* [Data in this exercise]

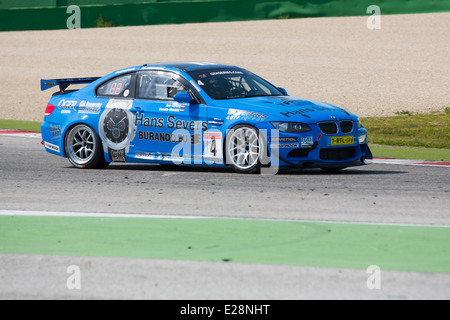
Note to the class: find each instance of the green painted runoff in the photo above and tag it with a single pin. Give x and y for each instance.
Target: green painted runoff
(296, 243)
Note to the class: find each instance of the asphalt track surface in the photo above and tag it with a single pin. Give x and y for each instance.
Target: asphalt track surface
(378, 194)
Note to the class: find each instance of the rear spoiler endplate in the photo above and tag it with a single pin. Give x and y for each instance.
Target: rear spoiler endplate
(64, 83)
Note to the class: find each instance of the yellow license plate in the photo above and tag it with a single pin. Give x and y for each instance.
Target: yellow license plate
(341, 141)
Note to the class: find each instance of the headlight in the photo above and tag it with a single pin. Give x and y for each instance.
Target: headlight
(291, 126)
==
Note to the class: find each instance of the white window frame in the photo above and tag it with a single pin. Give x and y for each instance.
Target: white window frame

* [Task instructions] Copy out each line of the data containing the string "with".

* [Response to the task]
Note to the class: find each instance of the green painted runoff in the photo above and tag it with a single pin. Give x and y for each instance.
Note to the class: find each instance of the asphalt track surface in the photo above and tag it with a single pin. Give x and y for each instance.
Note to the class: find each instance of the rear spoiler endplate in the photo above and tag it with a single pin. Give x and y for each instance.
Note to the class: find each instance of the yellow license plate in the photo above and tag it with a single pin. Give x and y for each instance.
Note to the class: find each instance of the headlight in the photo above and tag it with a single pin. Give x and y for each instance.
Note to the class: find each instance of the white window frame in the photo above and tag it with a single pin. Give x and y for each instance.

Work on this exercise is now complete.